● Отрывок текста:
Император Вильгельм был совершенно чужд такого рода тщеславия; зато он чрезвычайно боялся справедливой критики современников и потомства. В этом смысле он был типичным прусским офицером, который по приказу свыше без колебания пойдет на верную смерть, но страх перед порицанием начальника или общественного мнения повергает его в отчаянную нерешительность, под влиянием которой он способен совершить опрометчивый поступок. Никто не осмелился бы сказать ему грубую лесть. В сознании своего королевского достоинства он подумал бы: если кто-либо осмеливается хвалить меня в глаза, то он имел бы право и порицать меня в глаза. Ни того, ни другого он не допускал.
Иллюстрация к книге «Бисмарк во Фридрихсру»

● Упражнения:
1) Продублируйте фрагмент отрывка об императоре Вильгельме: начните со слов «Император Вильгельм был» и остановитесь после слов «он не допускал.».
2) Посчитайте строки списка ниже, в которых встречается слово «table», и напишите только их количество.

● Список:

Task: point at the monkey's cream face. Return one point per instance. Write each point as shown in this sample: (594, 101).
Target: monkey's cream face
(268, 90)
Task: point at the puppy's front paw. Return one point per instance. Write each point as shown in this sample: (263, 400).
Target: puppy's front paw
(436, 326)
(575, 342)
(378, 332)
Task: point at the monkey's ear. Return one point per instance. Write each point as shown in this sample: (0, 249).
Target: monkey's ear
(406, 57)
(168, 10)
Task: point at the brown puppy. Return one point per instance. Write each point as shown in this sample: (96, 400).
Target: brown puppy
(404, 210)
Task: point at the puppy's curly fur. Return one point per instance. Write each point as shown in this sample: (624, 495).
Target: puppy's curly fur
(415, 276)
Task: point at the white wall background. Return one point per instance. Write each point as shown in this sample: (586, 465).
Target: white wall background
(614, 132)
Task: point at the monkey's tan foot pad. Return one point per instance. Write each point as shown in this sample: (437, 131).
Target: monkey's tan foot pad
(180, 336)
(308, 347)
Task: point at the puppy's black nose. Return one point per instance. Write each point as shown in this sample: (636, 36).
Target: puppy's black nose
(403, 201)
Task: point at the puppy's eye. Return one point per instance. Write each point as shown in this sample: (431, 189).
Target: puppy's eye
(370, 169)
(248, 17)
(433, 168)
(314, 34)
---
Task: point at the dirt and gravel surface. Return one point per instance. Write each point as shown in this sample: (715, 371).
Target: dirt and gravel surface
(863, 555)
* * *
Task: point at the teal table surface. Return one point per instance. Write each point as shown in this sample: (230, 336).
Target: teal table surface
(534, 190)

● Результаты упражнения:
1)
Император Вильгельм был совершенно чужд такого рода тщеславия; зато он чрезвычайно боялся справедливой критики современников и потомства. В этом смысле он был типичным прусским офицером, который по приказу свыше без колебания пойдет на верную смерть, но страх перед порицанием начальника или общественного мнения повергает его в отчаянную нерешительность, под влиянием которой он способен совершить опрометчивый поступок. Никто не осмелился бы сказать ему грубую лесть. В сознании своего королевского достоинства он подумал бы: если кто-либо осмеливается хвалить меня в глаза, то он имел бы право и порицать меня в глаза. Ни того, ни другого он не допускал.

2) 2